----- Provided data -----
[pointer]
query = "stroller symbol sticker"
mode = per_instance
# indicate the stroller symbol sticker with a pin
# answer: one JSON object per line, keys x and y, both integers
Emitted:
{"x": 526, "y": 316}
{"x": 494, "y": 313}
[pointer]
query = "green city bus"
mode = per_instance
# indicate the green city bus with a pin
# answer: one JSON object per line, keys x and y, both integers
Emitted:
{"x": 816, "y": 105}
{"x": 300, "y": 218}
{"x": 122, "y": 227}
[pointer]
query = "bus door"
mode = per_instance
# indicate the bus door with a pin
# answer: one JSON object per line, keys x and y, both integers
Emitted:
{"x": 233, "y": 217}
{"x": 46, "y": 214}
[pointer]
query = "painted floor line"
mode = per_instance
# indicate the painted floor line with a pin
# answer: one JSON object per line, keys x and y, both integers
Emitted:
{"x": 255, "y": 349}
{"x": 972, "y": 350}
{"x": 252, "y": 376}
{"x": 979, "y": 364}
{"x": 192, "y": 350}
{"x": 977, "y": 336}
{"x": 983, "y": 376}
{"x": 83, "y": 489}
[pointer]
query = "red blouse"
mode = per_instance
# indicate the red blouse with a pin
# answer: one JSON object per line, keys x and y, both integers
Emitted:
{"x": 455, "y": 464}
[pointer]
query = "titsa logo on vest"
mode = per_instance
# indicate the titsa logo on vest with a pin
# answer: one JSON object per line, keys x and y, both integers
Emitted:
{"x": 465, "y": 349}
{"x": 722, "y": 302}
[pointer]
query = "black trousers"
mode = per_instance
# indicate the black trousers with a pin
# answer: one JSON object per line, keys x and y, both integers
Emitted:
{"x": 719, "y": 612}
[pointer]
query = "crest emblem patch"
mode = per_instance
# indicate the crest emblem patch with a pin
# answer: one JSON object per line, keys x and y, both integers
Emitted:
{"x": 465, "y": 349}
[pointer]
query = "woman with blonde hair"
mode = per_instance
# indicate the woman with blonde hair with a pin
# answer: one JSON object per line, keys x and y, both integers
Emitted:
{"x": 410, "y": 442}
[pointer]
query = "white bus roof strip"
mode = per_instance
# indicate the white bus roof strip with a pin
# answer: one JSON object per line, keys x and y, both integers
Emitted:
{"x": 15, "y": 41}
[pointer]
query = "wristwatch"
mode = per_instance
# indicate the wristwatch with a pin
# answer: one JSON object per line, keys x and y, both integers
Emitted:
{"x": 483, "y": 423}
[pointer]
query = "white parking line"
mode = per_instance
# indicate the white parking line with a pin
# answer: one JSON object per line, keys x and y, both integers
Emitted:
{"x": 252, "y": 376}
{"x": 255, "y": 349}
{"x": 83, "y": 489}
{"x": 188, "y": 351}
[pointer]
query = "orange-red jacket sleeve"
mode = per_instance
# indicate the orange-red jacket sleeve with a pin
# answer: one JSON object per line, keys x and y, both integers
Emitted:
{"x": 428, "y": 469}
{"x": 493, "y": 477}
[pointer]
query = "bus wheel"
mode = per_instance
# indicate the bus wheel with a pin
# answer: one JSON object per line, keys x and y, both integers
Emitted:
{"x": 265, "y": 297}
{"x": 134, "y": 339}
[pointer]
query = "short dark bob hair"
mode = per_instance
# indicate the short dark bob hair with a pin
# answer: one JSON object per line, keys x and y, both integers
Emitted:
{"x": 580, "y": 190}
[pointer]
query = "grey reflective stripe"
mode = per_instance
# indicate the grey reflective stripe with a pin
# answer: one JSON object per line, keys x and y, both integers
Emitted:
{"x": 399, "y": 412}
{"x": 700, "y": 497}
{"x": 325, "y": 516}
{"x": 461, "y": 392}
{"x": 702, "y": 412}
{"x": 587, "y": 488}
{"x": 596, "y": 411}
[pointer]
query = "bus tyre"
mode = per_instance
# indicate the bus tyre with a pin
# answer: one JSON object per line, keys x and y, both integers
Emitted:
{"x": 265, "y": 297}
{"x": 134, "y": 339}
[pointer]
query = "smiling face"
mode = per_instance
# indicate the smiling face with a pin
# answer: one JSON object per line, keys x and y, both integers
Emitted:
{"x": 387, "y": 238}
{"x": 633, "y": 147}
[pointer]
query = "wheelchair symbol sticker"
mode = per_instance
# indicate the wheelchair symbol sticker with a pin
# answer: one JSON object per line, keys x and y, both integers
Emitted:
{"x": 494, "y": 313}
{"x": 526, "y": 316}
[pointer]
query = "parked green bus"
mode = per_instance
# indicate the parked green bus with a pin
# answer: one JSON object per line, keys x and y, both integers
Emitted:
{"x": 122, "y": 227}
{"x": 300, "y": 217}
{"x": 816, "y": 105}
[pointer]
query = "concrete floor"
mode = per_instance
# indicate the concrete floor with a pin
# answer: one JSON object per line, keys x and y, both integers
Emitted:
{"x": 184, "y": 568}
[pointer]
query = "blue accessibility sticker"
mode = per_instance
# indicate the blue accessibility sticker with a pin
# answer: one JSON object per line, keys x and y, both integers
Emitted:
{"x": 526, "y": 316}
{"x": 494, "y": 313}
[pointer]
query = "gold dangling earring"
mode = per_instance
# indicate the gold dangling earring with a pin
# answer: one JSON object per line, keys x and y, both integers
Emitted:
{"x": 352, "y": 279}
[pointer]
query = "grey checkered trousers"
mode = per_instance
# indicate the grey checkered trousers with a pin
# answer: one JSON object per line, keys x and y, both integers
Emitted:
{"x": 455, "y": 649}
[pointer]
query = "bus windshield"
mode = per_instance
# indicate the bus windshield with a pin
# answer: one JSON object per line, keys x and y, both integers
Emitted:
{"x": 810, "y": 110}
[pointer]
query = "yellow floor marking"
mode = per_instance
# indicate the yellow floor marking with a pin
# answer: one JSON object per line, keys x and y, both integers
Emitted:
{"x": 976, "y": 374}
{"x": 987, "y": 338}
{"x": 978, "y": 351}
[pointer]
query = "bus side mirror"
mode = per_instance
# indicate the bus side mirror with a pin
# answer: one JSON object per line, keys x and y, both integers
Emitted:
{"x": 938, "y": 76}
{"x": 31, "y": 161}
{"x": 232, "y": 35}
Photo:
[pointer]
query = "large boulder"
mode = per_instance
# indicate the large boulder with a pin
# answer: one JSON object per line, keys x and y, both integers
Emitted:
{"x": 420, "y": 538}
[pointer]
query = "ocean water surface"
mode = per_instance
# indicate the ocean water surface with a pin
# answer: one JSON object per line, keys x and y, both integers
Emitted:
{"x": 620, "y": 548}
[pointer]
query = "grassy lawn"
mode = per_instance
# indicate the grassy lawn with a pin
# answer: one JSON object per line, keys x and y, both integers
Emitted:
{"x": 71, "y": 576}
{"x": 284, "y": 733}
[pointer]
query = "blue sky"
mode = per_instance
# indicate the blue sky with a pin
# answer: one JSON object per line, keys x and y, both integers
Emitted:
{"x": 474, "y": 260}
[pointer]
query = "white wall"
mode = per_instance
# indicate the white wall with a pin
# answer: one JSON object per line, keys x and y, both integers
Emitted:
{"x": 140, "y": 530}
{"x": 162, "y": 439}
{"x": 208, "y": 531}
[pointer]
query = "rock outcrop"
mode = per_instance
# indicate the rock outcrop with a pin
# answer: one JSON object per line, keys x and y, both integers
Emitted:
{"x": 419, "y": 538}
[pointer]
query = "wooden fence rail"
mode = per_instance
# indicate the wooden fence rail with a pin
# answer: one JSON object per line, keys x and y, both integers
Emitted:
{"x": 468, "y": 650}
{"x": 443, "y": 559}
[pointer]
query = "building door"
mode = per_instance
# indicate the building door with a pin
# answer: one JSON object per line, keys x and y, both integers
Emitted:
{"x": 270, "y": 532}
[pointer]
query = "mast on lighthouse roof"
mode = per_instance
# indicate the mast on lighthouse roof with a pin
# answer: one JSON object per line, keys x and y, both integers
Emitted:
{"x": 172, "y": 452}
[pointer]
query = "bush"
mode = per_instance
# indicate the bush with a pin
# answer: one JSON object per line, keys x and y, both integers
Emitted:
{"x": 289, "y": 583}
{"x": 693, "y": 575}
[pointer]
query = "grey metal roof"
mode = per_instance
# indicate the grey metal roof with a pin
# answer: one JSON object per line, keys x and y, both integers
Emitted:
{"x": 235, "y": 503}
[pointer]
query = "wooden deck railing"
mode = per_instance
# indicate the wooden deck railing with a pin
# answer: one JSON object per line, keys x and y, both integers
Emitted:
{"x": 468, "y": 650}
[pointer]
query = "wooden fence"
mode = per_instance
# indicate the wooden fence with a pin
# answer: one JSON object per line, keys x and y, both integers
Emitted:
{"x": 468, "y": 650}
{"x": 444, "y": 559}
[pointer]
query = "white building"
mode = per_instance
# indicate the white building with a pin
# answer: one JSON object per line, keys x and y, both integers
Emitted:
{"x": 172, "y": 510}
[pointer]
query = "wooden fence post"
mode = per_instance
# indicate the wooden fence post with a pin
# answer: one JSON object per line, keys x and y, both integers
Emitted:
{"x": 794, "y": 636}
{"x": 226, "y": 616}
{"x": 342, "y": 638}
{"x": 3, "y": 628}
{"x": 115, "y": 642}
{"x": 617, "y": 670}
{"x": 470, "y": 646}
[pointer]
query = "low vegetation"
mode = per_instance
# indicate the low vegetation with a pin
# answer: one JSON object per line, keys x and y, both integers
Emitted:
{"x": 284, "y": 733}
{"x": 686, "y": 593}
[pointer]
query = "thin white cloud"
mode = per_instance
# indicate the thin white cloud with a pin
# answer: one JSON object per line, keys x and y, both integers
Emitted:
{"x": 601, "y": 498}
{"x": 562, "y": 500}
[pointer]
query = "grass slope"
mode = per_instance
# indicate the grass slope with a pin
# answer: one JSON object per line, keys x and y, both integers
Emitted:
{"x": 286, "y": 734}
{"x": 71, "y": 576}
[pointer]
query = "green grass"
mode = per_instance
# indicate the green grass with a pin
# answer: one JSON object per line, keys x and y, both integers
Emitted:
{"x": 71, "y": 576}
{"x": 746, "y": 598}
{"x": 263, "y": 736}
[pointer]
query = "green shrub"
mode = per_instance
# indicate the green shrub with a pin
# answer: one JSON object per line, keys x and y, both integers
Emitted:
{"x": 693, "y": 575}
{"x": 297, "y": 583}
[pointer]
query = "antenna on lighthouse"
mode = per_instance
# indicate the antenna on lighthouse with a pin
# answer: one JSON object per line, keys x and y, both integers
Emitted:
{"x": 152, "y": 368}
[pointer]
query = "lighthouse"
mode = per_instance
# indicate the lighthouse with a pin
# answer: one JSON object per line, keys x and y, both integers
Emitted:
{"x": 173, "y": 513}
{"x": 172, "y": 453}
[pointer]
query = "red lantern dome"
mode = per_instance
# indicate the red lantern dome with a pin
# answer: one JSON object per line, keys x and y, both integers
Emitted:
-----
(Exercise details) Pull out each line of the records that contains the word "wooden", matching case exactly.

(Exercise output)
query = "wooden fence rail"
# indicate the wooden fence rail with a pin
query = "wooden deck railing"
# indicate the wooden deck railing with a pin
query = "wooden fence"
# indicate the wooden fence with a pin
query = "wooden fence post"
# indicate the wooden fence post with a pin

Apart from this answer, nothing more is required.